Heidegger/RS
Robert STEUCKERS:
petit itinéraire très très pédagogique
Expédier
Heidegger en trois pages pour expliquer qu’il est un tenant de la
tradition, ou d’une tradition, tient de la gageure. Je vais néanmoins
m’y atteler, pour faire plaisir à Eugène Krampon et parce que,
finalement, c’est une nécessité pédagogique dans un combat métapolitique
comme le nôtre.
Tout
néophyte qui a abordé Heidegger sait qu’il parle de “Dasein”, terme
allemand signifiant la vie ou l’existence mais que les philosophes
exégètes de son oeuvre préfèrent traduire par “être-là”. Les exercices
de haute voltige philosophique n’ont pas manqué pour cerner avec toute
l’acuité voulue ce concept d’“être-là”. Ce “là”, pour Heidegger, tout au
début de ses réflexions, c’est son enracinement dans le pays souabe,
dans la petite ville de Messkirch où il a vu le jour. Au-delà de cet
enracinement personnel, tout homme, pour être un homme complet et
authentique, pour ne pas être une sorte de fétu de paille emporté par
les vents des modes, doit avoir un ancrage solide, de préférence rural
ou semi-rural, à coup sûr familial, dans une patrie, une “Heimat”, bien
circonscrite.

* Lignes de données:
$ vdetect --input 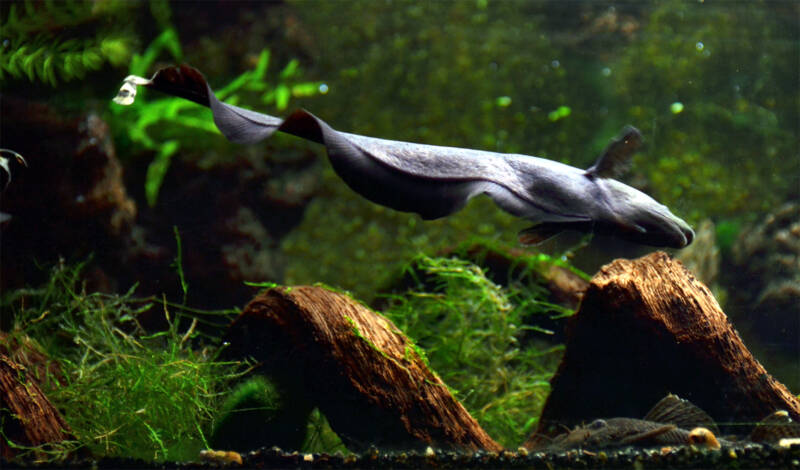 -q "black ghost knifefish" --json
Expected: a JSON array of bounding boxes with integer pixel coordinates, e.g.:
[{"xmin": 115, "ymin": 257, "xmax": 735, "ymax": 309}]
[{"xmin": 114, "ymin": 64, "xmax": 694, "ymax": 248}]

==

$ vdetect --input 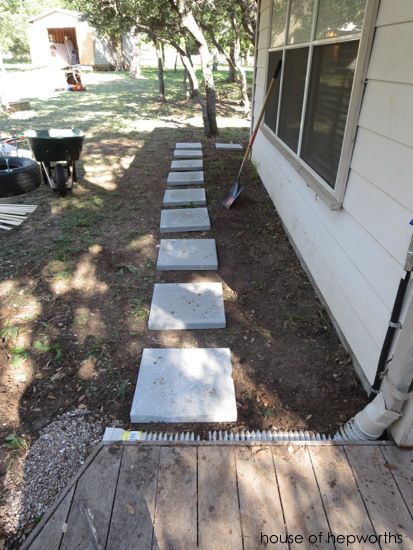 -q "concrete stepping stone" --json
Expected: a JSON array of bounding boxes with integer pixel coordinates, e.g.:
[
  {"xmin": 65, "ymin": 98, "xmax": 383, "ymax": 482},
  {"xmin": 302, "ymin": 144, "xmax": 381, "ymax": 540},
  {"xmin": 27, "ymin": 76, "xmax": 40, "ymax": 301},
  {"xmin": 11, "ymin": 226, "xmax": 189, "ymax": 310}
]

...

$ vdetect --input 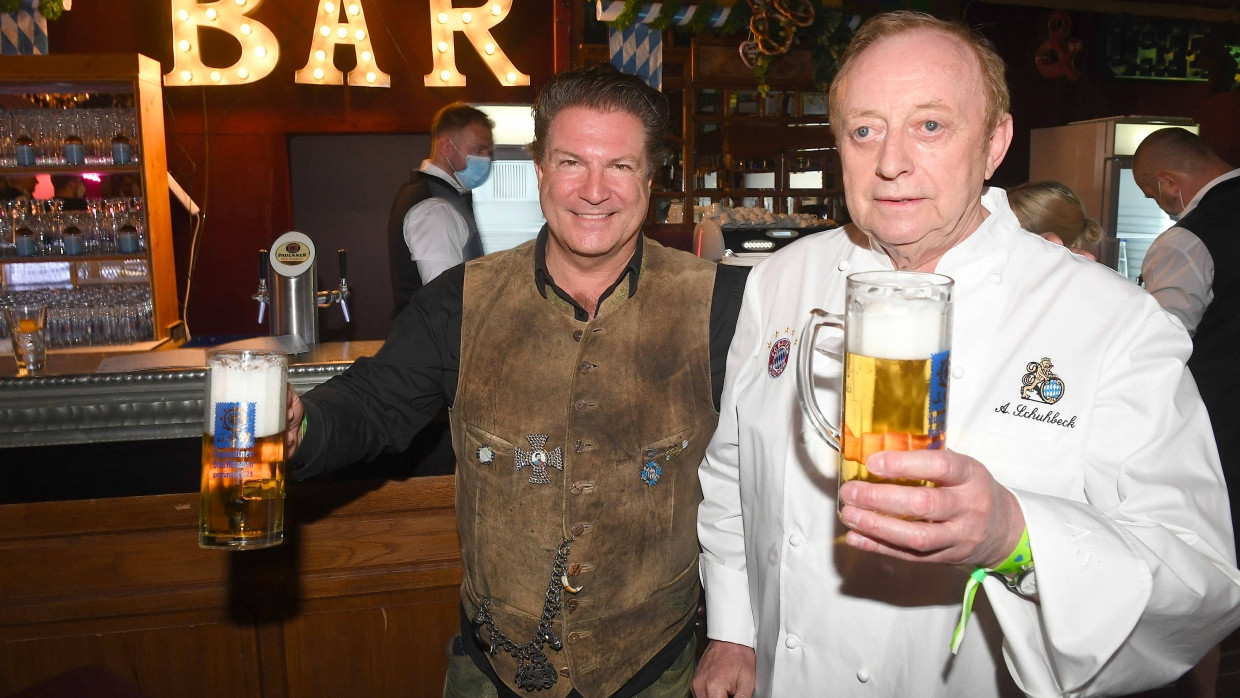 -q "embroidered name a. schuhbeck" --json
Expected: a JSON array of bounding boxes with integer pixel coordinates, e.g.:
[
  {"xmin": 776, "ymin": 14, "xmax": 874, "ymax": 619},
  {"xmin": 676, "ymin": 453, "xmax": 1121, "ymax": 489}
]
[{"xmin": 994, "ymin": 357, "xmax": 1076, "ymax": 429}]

* Consigne: D'après la source, dans quelle ville Heidegger a-t-il vu le jour ?

* Réponse attendue: À Messkirch, petite ville du pays souabe.